In the data that follows, each entry is to be restated exactly.

(Task material begins)

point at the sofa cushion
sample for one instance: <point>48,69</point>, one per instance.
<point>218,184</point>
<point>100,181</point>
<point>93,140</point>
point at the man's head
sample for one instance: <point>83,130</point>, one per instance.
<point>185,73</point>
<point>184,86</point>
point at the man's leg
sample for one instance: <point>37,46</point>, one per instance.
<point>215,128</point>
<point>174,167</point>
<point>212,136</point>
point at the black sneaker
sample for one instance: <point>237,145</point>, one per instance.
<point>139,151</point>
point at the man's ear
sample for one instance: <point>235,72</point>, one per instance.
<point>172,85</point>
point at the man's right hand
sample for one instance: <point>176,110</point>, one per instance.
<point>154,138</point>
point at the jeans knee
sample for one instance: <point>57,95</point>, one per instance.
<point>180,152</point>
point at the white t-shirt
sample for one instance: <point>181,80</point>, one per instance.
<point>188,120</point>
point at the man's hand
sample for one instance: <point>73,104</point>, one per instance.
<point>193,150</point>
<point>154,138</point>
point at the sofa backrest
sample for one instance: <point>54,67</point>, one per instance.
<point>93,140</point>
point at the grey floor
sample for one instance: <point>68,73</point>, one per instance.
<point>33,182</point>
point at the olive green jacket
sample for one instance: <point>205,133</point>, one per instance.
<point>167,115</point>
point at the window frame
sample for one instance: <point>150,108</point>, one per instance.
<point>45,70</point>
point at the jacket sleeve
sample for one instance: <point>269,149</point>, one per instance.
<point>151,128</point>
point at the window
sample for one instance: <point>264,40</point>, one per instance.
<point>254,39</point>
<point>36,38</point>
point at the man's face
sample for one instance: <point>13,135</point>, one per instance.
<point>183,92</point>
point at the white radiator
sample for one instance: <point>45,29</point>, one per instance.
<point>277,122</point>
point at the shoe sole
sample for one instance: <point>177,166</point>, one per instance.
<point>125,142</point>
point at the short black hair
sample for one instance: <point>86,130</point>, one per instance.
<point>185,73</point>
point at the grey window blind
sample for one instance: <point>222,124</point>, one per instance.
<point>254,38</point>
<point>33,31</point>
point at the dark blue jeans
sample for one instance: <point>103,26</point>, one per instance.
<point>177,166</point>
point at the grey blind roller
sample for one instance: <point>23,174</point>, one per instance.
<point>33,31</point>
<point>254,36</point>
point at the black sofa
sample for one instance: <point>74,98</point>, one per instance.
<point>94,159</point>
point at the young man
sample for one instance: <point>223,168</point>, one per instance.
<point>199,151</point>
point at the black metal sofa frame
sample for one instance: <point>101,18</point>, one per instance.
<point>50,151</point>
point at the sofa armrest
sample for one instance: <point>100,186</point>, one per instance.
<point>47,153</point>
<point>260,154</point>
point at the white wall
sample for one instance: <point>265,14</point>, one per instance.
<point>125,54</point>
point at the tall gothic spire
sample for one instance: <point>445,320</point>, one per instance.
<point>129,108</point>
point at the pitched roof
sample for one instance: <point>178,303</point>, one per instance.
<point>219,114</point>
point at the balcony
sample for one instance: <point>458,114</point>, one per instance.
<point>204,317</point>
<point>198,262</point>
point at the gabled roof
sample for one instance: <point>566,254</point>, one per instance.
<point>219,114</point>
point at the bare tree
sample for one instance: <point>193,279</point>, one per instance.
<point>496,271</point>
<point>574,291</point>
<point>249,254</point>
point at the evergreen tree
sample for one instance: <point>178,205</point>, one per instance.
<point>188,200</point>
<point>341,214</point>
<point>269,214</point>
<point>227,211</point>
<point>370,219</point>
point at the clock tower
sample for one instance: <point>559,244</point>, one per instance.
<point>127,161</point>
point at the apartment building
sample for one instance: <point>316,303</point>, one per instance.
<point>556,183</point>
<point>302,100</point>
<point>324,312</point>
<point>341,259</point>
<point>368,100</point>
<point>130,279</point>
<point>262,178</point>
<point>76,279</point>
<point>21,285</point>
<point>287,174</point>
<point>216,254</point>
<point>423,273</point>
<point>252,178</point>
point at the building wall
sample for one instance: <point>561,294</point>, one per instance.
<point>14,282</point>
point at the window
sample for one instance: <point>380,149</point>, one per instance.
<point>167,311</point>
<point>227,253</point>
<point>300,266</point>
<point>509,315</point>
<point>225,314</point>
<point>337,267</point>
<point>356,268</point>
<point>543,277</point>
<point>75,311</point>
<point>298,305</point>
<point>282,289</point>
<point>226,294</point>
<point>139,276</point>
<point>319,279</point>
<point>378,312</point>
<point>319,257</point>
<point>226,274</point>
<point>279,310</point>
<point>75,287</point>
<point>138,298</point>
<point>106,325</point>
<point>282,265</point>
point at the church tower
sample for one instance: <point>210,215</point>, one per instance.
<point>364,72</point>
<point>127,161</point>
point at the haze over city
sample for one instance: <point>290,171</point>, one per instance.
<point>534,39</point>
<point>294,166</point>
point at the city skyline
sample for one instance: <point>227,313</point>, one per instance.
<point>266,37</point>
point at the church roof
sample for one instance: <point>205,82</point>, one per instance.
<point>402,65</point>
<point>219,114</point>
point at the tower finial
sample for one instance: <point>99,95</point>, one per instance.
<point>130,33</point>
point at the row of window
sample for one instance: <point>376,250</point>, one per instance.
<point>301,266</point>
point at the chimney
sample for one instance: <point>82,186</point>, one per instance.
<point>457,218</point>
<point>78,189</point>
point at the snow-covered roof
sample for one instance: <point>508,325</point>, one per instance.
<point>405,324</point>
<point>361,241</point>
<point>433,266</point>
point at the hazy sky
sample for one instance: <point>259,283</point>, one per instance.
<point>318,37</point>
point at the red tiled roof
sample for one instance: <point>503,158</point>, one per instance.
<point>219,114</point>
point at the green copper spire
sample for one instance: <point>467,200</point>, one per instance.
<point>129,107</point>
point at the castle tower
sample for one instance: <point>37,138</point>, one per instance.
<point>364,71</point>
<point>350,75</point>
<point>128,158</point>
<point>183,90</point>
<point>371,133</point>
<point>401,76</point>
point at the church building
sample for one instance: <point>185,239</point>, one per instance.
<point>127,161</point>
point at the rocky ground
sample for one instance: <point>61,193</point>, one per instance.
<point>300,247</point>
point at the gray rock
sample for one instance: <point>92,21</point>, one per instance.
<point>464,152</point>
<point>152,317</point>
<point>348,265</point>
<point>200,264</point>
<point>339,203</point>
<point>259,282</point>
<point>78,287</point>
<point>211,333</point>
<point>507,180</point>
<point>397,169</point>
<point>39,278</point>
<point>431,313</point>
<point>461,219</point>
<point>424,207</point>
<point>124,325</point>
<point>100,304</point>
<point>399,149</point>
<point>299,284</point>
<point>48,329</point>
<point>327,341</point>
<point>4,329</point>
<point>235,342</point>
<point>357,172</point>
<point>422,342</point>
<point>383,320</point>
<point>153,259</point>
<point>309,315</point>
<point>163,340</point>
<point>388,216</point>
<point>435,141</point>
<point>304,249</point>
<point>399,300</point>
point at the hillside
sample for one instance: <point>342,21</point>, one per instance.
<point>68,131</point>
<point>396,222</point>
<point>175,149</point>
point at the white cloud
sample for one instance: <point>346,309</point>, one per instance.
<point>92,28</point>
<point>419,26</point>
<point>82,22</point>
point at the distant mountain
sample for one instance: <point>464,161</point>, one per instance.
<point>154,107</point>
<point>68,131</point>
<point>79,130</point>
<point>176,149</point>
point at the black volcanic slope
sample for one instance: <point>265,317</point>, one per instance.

(Task material ends)

> [Answer for the task]
point at the sofa cushion
sample for one instance: <point>48,69</point>, one per instance.
<point>218,184</point>
<point>100,181</point>
<point>93,140</point>
point at the man's head
sample for one instance: <point>83,130</point>, one per instance.
<point>185,73</point>
<point>184,86</point>
point at the man's leg
sample for one instance: <point>37,46</point>, one per instance.
<point>215,128</point>
<point>174,167</point>
<point>212,136</point>
point at the black sneaker
sample for one instance: <point>237,145</point>, one per instance.
<point>139,151</point>
point at the man's ear
sample for one instance: <point>235,72</point>, one per instance.
<point>172,85</point>
point at the man's right hand
sample for one instance: <point>176,110</point>, one per instance.
<point>154,138</point>
point at the jeans knee
sample for one instance: <point>57,95</point>, one per instance.
<point>180,152</point>
point at the white t-shirt
sample for one instance: <point>181,80</point>, one per instance.
<point>188,120</point>
point at the man's hand
sample for one instance: <point>73,104</point>, one per instance.
<point>193,150</point>
<point>154,138</point>
point at the sofa backrest
sample for one instance: <point>54,67</point>, one per instance.
<point>93,140</point>
point at the grey floor
sample for one instance: <point>68,73</point>, one per instance.
<point>33,182</point>
point at the olive green jacket
sample for one instance: <point>205,133</point>, one per instance.
<point>167,115</point>
point at the window frame
sample for one instance: <point>150,108</point>, one per instance.
<point>45,70</point>
point at the jacket sleeve
sample for one instance: <point>269,149</point>, one per instance.
<point>151,128</point>
point at the window
sample for one instance: <point>264,40</point>, one per instance.
<point>254,39</point>
<point>36,38</point>
point at the man's face
sample for one instance: <point>13,135</point>, one per instance.
<point>183,92</point>
point at the white radiator
sample for one instance: <point>45,29</point>, one per instance.
<point>277,122</point>
point at the shoe sole
sample for one instance: <point>177,166</point>, one per instance.
<point>125,142</point>
point at the short black hair
sample for one instance: <point>86,130</point>, one per instance.
<point>185,73</point>
point at the grey window blind
sample for one instance: <point>222,124</point>, one per instance.
<point>254,38</point>
<point>33,31</point>
point at the dark blue jeans
sample for one instance: <point>103,26</point>, one per instance.
<point>177,166</point>
point at the grey blind roller
sample for one instance: <point>23,174</point>, one per instance.
<point>33,31</point>
<point>254,36</point>
point at the black sofa
sample for one instance: <point>74,98</point>, one per instance.
<point>94,159</point>
point at the young man
sample for one instance: <point>223,168</point>, one per instance.
<point>199,151</point>
point at the black metal sofa frame
sample for one instance: <point>101,18</point>, one per instance.
<point>50,151</point>
point at the sofa armrest
sample for one instance: <point>100,186</point>, one per instance.
<point>47,153</point>
<point>260,154</point>
point at the white wall
sample for one instance: <point>265,14</point>, one per instance.
<point>125,54</point>
point at the tall gothic spire
sample for one instance: <point>445,320</point>, one per instance.
<point>129,108</point>
point at the pitched roof
sample for one instance: <point>178,303</point>, one per instance.
<point>219,114</point>
point at the balcony
sample for one instance: <point>458,114</point>, one per instance.
<point>204,317</point>
<point>198,262</point>
point at the gabled roof
sample for one instance: <point>566,254</point>, one per instance.
<point>219,114</point>
point at the bare tree
sample for one instance: <point>193,279</point>, one per instance.
<point>496,271</point>
<point>574,291</point>
<point>249,254</point>
point at the evergreen tree
sample for one instance: <point>178,205</point>, one per instance.
<point>188,200</point>
<point>341,214</point>
<point>269,214</point>
<point>227,211</point>
<point>370,219</point>
point at the clock tower
sample for one instance: <point>559,244</point>, one per instance.
<point>127,161</point>
point at the apartment building
sample for one instance: <point>316,303</point>, one per instance.
<point>556,183</point>
<point>302,100</point>
<point>324,312</point>
<point>341,259</point>
<point>368,100</point>
<point>130,279</point>
<point>262,178</point>
<point>76,279</point>
<point>21,285</point>
<point>287,174</point>
<point>216,254</point>
<point>423,273</point>
<point>252,178</point>
point at the building wall
sample for one instance: <point>561,294</point>, one per instance.
<point>14,282</point>
point at the window
sample for one instance: <point>380,149</point>, one per instance.
<point>167,311</point>
<point>227,253</point>
<point>300,266</point>
<point>509,315</point>
<point>225,314</point>
<point>337,267</point>
<point>356,268</point>
<point>543,277</point>
<point>75,311</point>
<point>298,305</point>
<point>282,289</point>
<point>226,294</point>
<point>139,276</point>
<point>319,279</point>
<point>378,312</point>
<point>319,257</point>
<point>226,274</point>
<point>279,310</point>
<point>75,287</point>
<point>138,298</point>
<point>106,325</point>
<point>282,265</point>
point at the church tower
sample for one instance: <point>210,215</point>, one per instance.
<point>364,72</point>
<point>127,161</point>
point at the haze over city
sample for one instance: <point>290,171</point>, one per instance.
<point>534,39</point>
<point>294,166</point>
point at the city skyline
sample for one instance: <point>227,313</point>, one per instance.
<point>266,37</point>
point at the church roof
sample for one instance: <point>205,82</point>, one per instance.
<point>402,65</point>
<point>219,114</point>
point at the tower finial
sample for one instance: <point>99,95</point>, one per instance.
<point>130,33</point>
point at the row of window
sample for one instance: <point>376,250</point>, one per instance.
<point>301,266</point>
point at the chimney
sample for one instance: <point>82,186</point>, one per instance.
<point>457,218</point>
<point>78,189</point>
point at the snow-covered roof
sample for one instance: <point>508,325</point>, one per instance.
<point>405,324</point>
<point>361,241</point>
<point>433,266</point>
point at the hazy sky
sample for one instance: <point>259,283</point>, one per instance.
<point>318,37</point>
point at the red tiled roof
sample for one instance: <point>503,158</point>, one per instance.
<point>219,114</point>
point at the green copper spire
sample for one instance: <point>467,200</point>, one per instance.
<point>129,107</point>
point at the castle tower
sample for one instance: <point>37,138</point>, one per instance.
<point>364,71</point>
<point>350,75</point>
<point>128,158</point>
<point>183,90</point>
<point>371,133</point>
<point>401,76</point>
point at the church building
sample for one instance: <point>185,239</point>, one per instance.
<point>127,161</point>
point at the rocky ground
sample for one instance: <point>61,193</point>, one per instance.
<point>300,247</point>
point at the gray rock
sample for one instance: <point>92,21</point>, one per instance.
<point>464,152</point>
<point>152,317</point>
<point>348,265</point>
<point>200,264</point>
<point>339,203</point>
<point>259,282</point>
<point>78,287</point>
<point>211,333</point>
<point>507,180</point>
<point>397,169</point>
<point>39,278</point>
<point>431,313</point>
<point>461,219</point>
<point>424,207</point>
<point>124,325</point>
<point>100,304</point>
<point>399,149</point>
<point>299,284</point>
<point>48,329</point>
<point>327,341</point>
<point>4,329</point>
<point>235,342</point>
<point>357,172</point>
<point>422,342</point>
<point>383,320</point>
<point>153,259</point>
<point>309,315</point>
<point>163,340</point>
<point>388,216</point>
<point>435,141</point>
<point>304,249</point>
<point>399,300</point>
point at the hillside
sample for one instance: <point>342,21</point>, one per instance.
<point>68,131</point>
<point>396,222</point>
<point>175,149</point>
point at the white cloud
sample for one instance: <point>346,309</point>, one per instance.
<point>92,28</point>
<point>419,26</point>
<point>82,22</point>
point at the distant mountain
sample for one instance: <point>464,161</point>, one per instance.
<point>154,107</point>
<point>68,131</point>
<point>79,130</point>
<point>176,149</point>
point at the black volcanic slope
sample for one instance: <point>265,317</point>, one per instance.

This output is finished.